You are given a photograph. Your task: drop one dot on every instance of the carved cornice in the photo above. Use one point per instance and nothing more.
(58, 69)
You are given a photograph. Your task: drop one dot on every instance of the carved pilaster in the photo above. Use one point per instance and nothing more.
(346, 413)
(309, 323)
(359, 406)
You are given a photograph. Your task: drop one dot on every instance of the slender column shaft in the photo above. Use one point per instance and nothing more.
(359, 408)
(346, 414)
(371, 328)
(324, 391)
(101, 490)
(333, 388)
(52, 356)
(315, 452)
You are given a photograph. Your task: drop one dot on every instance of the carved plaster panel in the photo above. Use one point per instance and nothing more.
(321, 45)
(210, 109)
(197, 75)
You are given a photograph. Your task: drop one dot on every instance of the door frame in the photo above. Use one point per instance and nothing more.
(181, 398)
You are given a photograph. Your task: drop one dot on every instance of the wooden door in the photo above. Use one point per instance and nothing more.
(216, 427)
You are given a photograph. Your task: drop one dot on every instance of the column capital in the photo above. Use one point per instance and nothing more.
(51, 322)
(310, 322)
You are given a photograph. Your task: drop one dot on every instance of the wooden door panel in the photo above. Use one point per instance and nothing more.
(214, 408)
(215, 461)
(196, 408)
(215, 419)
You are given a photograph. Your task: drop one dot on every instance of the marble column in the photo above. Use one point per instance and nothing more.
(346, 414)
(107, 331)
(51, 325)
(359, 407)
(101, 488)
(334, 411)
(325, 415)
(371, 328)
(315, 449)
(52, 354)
===
Give back the data above exactly as it appears.

You are given a photograph. Your task: drop one dot on every instance of the carved cornice in the photo above. Use one point per instance and nothing more.
(58, 69)
You are given a photograph. Your task: drop one dot on every instance of the carved pilaster in the photo above. Use one point per instance and nothing more.
(346, 413)
(309, 323)
(359, 406)
You are given a photograph. Your task: drop one dot on every instance of the slender column shaft in the photo above. Use one point per instance and nothing more.
(359, 408)
(346, 414)
(371, 328)
(324, 391)
(101, 490)
(333, 388)
(52, 356)
(315, 452)
You are given a photograph. Your task: drop one dot on every instance of the carved plaster panel in the photo above. Use one point per instance and nothing more.
(321, 45)
(210, 109)
(197, 75)
You are given a photograph. Your task: drop one dot on every instance of the door frame in the photo above. Use one point per instance and nothing more.
(181, 398)
You are given a photograph. Your task: drop one dot on every instance of the wooden door in the photo above. Use one point per instance and nothing more.
(216, 427)
You are given a photograph. Your task: drop one dot on every instance of the column capital in the photo above. Use one point per instance and nothing more.
(51, 322)
(310, 322)
You are given a photograph. Your task: drop one dot on every instance of the wooden door panel in the photo above. Use one point per instance and nothing more.
(214, 408)
(215, 461)
(196, 408)
(215, 419)
You are given a photograph. Your task: drop one dot on every instance of the marble column in the photo above. Use one point per instance and nothing more.
(346, 414)
(107, 331)
(51, 325)
(359, 407)
(101, 488)
(334, 411)
(325, 415)
(371, 328)
(315, 449)
(52, 354)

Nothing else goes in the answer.